SOURCE PASSAGE |
***

With his left hand still swollen from the viper bite, Haast handled the rattler with agility that belied his 78 years.
Grabbing the rattler behind its head, Haast guided its mouth toward a plastic funnel covered with a white rubber sheath. As the serpent struck the sheath, Haast held its head down and watched as amber fluid poured from its fangs into a test tube below.
The procedure is risky, but it is one of few ways Haast can obtain the venom he has spent more than half his life collecting. He sells the venom to universities and pharmaceutical companies for its medicinal value in treating polio, multiple sclerosis and arthritis. A professed “snake-aholic” since age 5, Haast founded the Miami Serpentarium Laboratories in 1948 and still serves as its director, although he moved from Florida to Salt Lake City nearly five years ago. He has been bitten by poisonous snakes 148 times, three times by deadly king cobras.
Haast said he can survive bites that would kill others because of weekly injections of venom he has given himself since 1948. They “have made me immune to the toxins in the venom,” he said. By injecting small amounts of diluted venom taken from many species, Haast has developed a reservoir of antibodies.
Without this built-in protection, Haast said, he would have to rely on serum extracted from the blood of horses injected with snake venom. The serum, containing horse antibodies, is called antivenin.
When the viper struck Haast’s thumb instead of the test tube, Haast had not yet protected himself against its poison. With characteristic nonchalance, he decided to wait a day to see what would happen.
“At about noon the next day,” said Nancy Harrell, assistant director of the laboratory, “he started bleeding profusely. The hospital . . . found that the venom had destroyed the clotting factor in his blood. . . . In essence, he became a hemophiliac.”
Haast, who in 1976 received a presidential commendation for donating his blood to save the lives of 21 snakebite victims, suddenly was in danger of bleeding to death, and the search for antivenin was begun. Harrell learned that Iran was one of the few sources of the type of antivenin he needed.

***

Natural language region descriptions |

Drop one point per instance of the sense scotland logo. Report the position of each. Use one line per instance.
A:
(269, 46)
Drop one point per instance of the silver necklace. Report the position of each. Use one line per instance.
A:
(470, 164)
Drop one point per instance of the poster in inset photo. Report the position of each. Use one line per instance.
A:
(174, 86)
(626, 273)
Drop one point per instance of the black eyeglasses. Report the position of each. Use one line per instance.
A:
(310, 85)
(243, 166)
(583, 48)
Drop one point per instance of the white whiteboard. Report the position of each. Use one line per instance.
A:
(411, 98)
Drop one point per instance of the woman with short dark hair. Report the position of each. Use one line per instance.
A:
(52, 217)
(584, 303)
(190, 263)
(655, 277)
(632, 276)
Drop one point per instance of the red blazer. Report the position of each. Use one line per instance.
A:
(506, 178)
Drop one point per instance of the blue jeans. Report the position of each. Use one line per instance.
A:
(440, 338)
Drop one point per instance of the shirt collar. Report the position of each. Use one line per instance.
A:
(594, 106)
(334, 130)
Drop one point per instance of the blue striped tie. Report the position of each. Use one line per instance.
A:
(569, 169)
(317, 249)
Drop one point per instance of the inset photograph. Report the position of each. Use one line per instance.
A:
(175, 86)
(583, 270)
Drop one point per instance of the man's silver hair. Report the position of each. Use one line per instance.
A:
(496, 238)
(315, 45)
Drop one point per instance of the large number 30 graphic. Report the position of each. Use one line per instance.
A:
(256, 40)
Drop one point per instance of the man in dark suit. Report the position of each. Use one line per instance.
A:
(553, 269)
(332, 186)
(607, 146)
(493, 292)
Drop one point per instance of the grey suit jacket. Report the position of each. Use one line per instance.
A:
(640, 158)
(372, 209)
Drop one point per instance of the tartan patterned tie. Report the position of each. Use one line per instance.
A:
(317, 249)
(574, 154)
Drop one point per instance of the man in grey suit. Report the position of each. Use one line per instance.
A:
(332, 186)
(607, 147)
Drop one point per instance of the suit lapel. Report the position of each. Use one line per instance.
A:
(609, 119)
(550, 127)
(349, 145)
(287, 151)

***

Extract the passage about Haast and the snake venom word for word, in full. The data has nothing to do with this.

EXERCISE SOLUTION |
With his left hand still swollen from the viper bite, Haast handled the rattler with agility that belied his 78 years.
Grabbing the rattler behind its head, Haast guided its mouth toward a plastic funnel covered with a white rubber sheath. As the serpent struck the sheath, Haast held its head down and watched as amber fluid poured from its fangs into a test tube below.
The procedure is risky, but it is one of few ways Haast can obtain the venom he has spent more than half his life collecting. He sells the venom to universities and pharmaceutical companies for its medicinal value in treating polio, multiple sclerosis and arthritis. A professed “snake-aholic” since age 5, Haast founded the Miami Serpentarium Laboratories in 1948 and still serves as its director, although he moved from Florida to Salt Lake City nearly five years ago. He has been bitten by poisonous snakes 148 times, three times by deadly king cobras.
Haast said he can survive bites that would kill others because of weekly injections of venom he has given himself since 1948. They “have made me immune to the toxins in the venom,” he said. By injecting small amounts of diluted venom taken from many species, Haast has developed a reservoir of antibodies.
Without this built-in protection, Haast said, he would have to rely on serum extracted from the blood of horses injected with snake venom. The serum, containing horse antibodies, is called antivenin.
When the viper struck Haast’s thumb instead of the test tube, Haast had not yet protected himself against its poison. With characteristic nonchalance, he decided to wait a day to see what would happen.
“At about noon the next day,” said Nancy Harrell, assistant director of the laboratory, “he started bleeding profusely. The hospital . . . found that the venom had destroyed the clotting factor in his blood. . . . In essence, he became a hemophiliac.”
Haast, who in 1976 received a presidential commendation for donating his blood to save the lives of 21 snakebite victims, suddenly was in danger of bleeding to death, and the search for antivenin was begun. Harrell learned that Iran was one of the few sources of the type of antivenin he needed.